The records below are to be duplicated exactly as they appear.

#### Extracted records
+ + + + +
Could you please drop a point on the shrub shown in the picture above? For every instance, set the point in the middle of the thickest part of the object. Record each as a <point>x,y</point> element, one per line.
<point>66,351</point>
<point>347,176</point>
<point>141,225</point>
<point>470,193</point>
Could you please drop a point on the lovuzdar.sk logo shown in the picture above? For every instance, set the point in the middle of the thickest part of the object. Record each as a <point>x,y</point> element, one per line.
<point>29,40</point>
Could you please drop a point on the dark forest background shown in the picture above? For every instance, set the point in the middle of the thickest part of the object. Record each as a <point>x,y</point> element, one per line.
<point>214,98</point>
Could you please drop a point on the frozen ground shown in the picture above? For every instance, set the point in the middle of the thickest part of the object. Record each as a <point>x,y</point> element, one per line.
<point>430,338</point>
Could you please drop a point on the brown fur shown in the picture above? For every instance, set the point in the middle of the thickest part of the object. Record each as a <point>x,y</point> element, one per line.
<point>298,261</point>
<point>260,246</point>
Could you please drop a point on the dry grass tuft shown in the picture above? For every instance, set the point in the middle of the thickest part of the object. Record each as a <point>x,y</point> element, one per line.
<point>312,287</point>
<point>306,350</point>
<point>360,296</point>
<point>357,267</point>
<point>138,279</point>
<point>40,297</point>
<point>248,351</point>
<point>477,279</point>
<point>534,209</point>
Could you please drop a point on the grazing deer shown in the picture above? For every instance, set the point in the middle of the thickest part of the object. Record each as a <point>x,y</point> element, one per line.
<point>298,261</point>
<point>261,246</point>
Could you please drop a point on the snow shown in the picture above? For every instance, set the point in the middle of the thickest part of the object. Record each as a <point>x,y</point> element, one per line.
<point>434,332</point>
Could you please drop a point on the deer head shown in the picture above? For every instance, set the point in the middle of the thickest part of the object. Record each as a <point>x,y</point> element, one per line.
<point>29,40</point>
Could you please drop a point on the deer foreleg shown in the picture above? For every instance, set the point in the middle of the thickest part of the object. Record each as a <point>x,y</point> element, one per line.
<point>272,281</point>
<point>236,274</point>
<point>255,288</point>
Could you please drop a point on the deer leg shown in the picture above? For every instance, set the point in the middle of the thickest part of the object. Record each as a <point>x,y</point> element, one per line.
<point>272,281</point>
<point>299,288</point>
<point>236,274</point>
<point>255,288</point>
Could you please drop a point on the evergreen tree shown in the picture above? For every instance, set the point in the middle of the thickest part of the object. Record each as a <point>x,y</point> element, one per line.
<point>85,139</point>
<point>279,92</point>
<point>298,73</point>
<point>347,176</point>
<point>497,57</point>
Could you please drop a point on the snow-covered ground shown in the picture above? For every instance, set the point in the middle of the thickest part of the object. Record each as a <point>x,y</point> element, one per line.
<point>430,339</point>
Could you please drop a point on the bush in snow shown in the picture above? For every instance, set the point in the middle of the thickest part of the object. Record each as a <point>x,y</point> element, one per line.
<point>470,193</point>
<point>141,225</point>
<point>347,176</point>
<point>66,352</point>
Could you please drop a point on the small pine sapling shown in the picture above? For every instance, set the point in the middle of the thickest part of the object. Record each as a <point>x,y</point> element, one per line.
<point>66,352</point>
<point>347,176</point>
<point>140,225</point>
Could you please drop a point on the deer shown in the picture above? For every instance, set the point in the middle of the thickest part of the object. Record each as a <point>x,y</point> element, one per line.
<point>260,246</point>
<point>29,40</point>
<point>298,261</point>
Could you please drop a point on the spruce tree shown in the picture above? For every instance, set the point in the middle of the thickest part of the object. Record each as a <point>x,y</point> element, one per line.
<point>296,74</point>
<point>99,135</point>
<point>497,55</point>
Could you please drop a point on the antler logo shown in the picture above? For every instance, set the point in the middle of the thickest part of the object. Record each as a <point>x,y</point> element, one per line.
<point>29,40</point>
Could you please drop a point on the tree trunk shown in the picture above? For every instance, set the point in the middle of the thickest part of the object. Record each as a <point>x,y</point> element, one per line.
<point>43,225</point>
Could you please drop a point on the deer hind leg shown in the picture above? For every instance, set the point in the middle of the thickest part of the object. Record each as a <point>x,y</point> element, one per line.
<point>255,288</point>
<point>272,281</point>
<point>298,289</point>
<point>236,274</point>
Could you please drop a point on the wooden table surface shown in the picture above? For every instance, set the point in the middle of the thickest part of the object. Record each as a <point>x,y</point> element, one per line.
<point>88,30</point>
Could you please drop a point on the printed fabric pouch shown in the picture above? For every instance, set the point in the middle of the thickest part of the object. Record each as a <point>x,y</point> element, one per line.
+ + + + +
#### Solution for this problem
Could you please drop a point on the shrub shown in the picture above? For every instance, set the point in the middle of the thickest part of the object. Record each as a <point>x,y</point> element, one per line.
<point>66,351</point>
<point>347,176</point>
<point>141,225</point>
<point>470,193</point>
Could you please drop a point on the lovuzdar.sk logo shown in the picture above? For every instance, set the point in the middle of the thickest part of the object. Record each as a <point>x,y</point> element, one per line.
<point>29,40</point>
Could you please drop a point on the dark forest background shown in the picture above? For every instance, set the point in the middle of the thickest part of the object. Record each as a <point>x,y</point> element, one per line.
<point>214,98</point>
Could you please drop a point on the frozen ground shown in the picture above? For every instance, set the point in the middle of the thickest part of the object. Record each as a <point>x,y</point> element, one per line.
<point>430,338</point>
Could you please drop a point on the brown fur shown in the picture above? For every instance, set the point in the middle of the thickest part of the object. Record each as a <point>x,y</point> element, one per line.
<point>298,261</point>
<point>260,246</point>
Could you please drop a point on the dry grass tuft shown in the picture above? For every instance, set the point in the middle of the thickest part of the object. Record each as a <point>x,y</point> element, one per line.
<point>312,287</point>
<point>306,350</point>
<point>360,296</point>
<point>357,267</point>
<point>138,279</point>
<point>40,297</point>
<point>248,351</point>
<point>477,279</point>
<point>534,209</point>
Could you please drop a point on the grazing deer shown in the picture above? For every instance, set the point in the middle of the thickest part of the object. Record each as a <point>x,y</point> element, one per line.
<point>298,261</point>
<point>261,246</point>
Could you please drop a point on the snow shown in the picture above? For every instance, set the point in the middle of the thickest part of the object. Record each as a <point>x,y</point> element, one per line.
<point>434,332</point>
Could you please drop a point on the deer head shown in the picture above? For every instance, set the point in the middle of the thickest part of the object. Record each as a <point>x,y</point> element, one per line.
<point>29,40</point>
Could you please drop a point on the deer foreleg shown in the picture above? For every instance, set the point in the middle of the thickest part of the object. Record each as a <point>x,y</point> element, one per line.
<point>272,281</point>
<point>236,274</point>
<point>255,288</point>
Could you please drop a point on the deer leg shown in the picture above? For every instance, set the point in the middle of the thickest part of the object. Record each as a <point>x,y</point> element, one per line.
<point>272,281</point>
<point>299,288</point>
<point>236,274</point>
<point>255,288</point>
Could you please drop a point on the evergreen tree shown in the picture above? For every instance, set the point in the middle of the thickest part of the object. Record each as a <point>x,y</point> element, one per line.
<point>85,139</point>
<point>279,92</point>
<point>298,73</point>
<point>347,176</point>
<point>497,57</point>
Could you please drop a point on the snow-covered ground shown in the picture above? For every instance, set the point in the middle of the thickest part of the object. Record each as a <point>x,y</point> element, one per line.
<point>430,339</point>
Could you please drop a point on the bush in snow shown in the picture above? For every instance, set the point in the middle of the thickest part of the object. Record each as a <point>x,y</point> element, one per line.
<point>470,193</point>
<point>141,225</point>
<point>347,176</point>
<point>66,352</point>
Could you please drop a point on the small pine sapling shown in the picture above? For every instance, set the point in the middle of the thickest part of the object. Record each as a <point>x,y</point> element, one per line.
<point>66,352</point>
<point>347,176</point>
<point>140,225</point>
Could you please drop a point on the deer shown in the picture above? For every instance, set the point in the middle of the thickest part of the object. Record each as a <point>x,y</point> element, one per line.
<point>260,246</point>
<point>29,40</point>
<point>298,261</point>
Could you please drop a point on the spruce tree shown in the picture above? For every instance, set the point in the middle of the thickest part of the object. Record each as a <point>x,y</point> element, one per line.
<point>296,74</point>
<point>99,135</point>
<point>497,55</point>
Could you please drop a point on the antler logo shown in the picture above? For every instance, set the point in the middle of the thickest part of the object. Record each as a <point>x,y</point> element, one per line.
<point>29,40</point>
Could you please drop a point on the tree trunk shown in the picture above? For every instance, set the point in the middle of the thickest part of the object. Record each as a <point>x,y</point> element, one per line.
<point>43,225</point>
Could you please drop a point on the deer hind leg shown in the picture above? For every instance, set the point in the middle of the thickest part of the object. Record each as a <point>x,y</point> element, one per line.
<point>255,288</point>
<point>272,281</point>
<point>298,289</point>
<point>236,274</point>
Could you please drop a point on the wooden table surface shown in the picture above? For every instance, set the point in the middle of the thickest part of the object. Record each as a <point>x,y</point> element, one per line.
<point>88,30</point>
Could you please drop a point on the printed fabric pouch shown in the picture above? For every instance, set the point in the middle of the thickest part of the object. Record each as a <point>x,y</point> element, one per line.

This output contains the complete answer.